*PASSAGE PROVIDED*.
☆ ☆ ☆

Rikidōzan () is a 2004 South Korean-Japanese film written and directed by Song Hae-sung. The film is based on the life of Rikidōzan, a legendary ethnic Korean professional wrestler who became a national hero in Japan in the 1950s. It stars Sol Kyung-gu in the titular role, with Miki Nakatani, Tatsuya Fuji, and actual Japanese wrestlers Keiji Mutoh and Masakatsu Funaki in the cast.

Cast
Rikidōzan/Kim Sin-rak: Sol Kyung-gu
Aya: Miki Nakatani
Yuzuru Yoshimachi: Masato Hagiwara
Keiko Oki: Sawa Suzuki
Kōichi Kasai: Tarō Yamamoto
Masahiko Kimura: Masakatsu Funaki†
Kim Myon-gil: Park Chul-min
Kim Il: No Jun-ho
Kōkichi Endō: Jun Akiyama†
Toyonobori: Muhammad Yone†
Harold Sakata: Keiji Mutoh†
Azumanami: Shinya Hashimoto†
Ben Sharpe: Mike Polchlopek†
Mike Sharpe: Jim Steele†
Mr. Atomic (Clyde Steeves): Rick Steiner†
Wrestler: Makoto Hashi†
Wrestler: Go Shiozaki†
Wrestler: Koji Yoshida
Wrestler: Chikara Momota
Announcer: Shigeru Kajiwara
Interviewer: Masami Ogishima
NTV President: Shinji Nomura
Nishonoyama Oyakata: Kazuyuki Senba
Kenichi Tamura: Munenori Iwamoto
New Havana Club M.C.: Magy
Middle-Aged Woman: Rei Okamoto
Takeo Kanno: Tatsuya Fuji

†denotes an actual professional wrestler

Reception
Sol Kyung-gu gained 20 kilograms (44 lbs.) for the role and also delivered 95% of his lines in Japanese. Despite winning great praise for his performance, however, the film vastly underperformed in the box office on its local release, with total admissions at 1,249,794.

☆ ☆ ☆

*DATA IN THIS EXERCISE*.

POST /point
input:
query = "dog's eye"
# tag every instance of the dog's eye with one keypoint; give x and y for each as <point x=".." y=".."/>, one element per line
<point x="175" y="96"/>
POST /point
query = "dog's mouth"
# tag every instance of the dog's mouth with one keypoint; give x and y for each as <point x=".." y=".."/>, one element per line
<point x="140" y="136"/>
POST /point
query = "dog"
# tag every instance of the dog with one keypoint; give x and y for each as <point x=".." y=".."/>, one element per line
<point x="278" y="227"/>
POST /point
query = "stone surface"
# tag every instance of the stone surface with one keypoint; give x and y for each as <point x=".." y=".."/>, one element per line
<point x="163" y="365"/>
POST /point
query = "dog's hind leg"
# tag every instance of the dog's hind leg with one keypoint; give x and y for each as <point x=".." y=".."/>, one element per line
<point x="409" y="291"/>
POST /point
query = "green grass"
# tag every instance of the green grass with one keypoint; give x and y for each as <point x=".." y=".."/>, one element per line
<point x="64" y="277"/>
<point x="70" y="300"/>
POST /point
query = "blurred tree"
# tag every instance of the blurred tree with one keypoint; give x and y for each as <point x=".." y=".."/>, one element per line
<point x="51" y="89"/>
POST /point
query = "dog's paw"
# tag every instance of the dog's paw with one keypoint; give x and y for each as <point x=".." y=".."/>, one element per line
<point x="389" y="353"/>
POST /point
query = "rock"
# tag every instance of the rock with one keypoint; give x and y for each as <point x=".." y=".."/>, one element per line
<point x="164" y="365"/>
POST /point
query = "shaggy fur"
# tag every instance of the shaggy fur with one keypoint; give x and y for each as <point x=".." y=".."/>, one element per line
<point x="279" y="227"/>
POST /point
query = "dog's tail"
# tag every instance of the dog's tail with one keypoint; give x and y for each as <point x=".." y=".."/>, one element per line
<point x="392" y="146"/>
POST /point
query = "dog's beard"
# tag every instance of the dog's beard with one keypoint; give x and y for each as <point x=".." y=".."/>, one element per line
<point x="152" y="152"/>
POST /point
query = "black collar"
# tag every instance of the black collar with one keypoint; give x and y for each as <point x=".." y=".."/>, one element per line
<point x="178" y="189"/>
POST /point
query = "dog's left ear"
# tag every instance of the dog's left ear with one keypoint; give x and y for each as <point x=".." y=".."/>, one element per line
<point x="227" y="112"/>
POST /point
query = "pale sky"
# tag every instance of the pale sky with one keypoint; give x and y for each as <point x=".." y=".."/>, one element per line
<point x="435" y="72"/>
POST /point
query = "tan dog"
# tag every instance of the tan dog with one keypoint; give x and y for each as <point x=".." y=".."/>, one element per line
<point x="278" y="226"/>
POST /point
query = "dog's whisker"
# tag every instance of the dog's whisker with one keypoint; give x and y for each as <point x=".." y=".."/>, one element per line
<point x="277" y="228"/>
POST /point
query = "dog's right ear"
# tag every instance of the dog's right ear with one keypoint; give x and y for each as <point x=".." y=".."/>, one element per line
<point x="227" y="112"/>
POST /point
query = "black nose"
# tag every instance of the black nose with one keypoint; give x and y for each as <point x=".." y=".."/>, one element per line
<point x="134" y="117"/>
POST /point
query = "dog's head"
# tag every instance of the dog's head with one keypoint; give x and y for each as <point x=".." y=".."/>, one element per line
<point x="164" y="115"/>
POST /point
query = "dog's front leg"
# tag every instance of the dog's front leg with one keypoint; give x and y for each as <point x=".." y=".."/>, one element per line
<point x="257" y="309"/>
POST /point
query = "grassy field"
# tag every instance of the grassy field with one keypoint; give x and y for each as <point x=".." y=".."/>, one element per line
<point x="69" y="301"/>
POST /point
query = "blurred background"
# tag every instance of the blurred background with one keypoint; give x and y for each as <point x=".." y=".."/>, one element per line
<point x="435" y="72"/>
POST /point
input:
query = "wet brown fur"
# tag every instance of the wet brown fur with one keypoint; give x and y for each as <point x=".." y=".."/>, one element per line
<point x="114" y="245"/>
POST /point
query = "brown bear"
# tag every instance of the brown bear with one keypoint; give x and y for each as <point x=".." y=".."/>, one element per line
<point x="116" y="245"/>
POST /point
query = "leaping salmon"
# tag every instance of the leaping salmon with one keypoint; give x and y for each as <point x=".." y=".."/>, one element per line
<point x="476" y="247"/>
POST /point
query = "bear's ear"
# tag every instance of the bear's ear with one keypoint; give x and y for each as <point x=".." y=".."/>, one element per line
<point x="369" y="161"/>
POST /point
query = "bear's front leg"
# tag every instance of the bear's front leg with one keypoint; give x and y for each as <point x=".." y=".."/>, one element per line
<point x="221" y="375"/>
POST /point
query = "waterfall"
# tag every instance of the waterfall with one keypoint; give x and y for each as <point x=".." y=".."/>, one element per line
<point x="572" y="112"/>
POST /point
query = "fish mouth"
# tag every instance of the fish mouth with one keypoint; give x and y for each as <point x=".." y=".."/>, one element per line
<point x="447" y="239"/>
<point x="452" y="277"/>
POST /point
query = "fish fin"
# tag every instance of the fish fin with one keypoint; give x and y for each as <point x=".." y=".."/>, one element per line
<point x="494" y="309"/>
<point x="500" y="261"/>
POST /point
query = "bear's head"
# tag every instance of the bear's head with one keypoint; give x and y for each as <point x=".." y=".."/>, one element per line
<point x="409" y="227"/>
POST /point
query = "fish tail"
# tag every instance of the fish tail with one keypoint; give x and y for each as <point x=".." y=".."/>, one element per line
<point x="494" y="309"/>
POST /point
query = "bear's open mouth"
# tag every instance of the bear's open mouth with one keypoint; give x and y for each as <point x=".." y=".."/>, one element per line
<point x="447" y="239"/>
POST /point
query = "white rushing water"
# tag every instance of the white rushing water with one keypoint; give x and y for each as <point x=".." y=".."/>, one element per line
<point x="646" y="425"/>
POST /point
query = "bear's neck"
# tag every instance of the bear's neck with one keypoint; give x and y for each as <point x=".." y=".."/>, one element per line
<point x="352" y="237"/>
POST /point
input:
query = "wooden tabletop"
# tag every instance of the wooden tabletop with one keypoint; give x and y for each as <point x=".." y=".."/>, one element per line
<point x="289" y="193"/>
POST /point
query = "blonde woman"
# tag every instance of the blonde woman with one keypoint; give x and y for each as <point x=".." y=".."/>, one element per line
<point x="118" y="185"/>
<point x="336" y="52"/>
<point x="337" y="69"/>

☆ ☆ ☆

*WRITTEN INSTRUCTION 1*.
Answer these questions using the article on the film Rikidōzan:
(a) Who wrote and directed the film?
(b) How much weight did Sol Kyung-gu gain for the role?
(c) What were the film's total admissions on its local release?
*WRITTEN INSTRUCTION 2*. Locate each line of the listing that contains the word "pale", and copy those lines.
The listing has no connection to the article on the film Rikidōzan.

*CORRECT RESULT 1*.
(a) Song Hae-sung
(b) 20 kilograms (44 lbs.)
(c) 1,249,794

*CORRECT RESULT 2*.
query = "pale sky"
# tag every instance of the pale sky with one keypoint; give x and y for each as <point x=".." y=".."/>, one element per line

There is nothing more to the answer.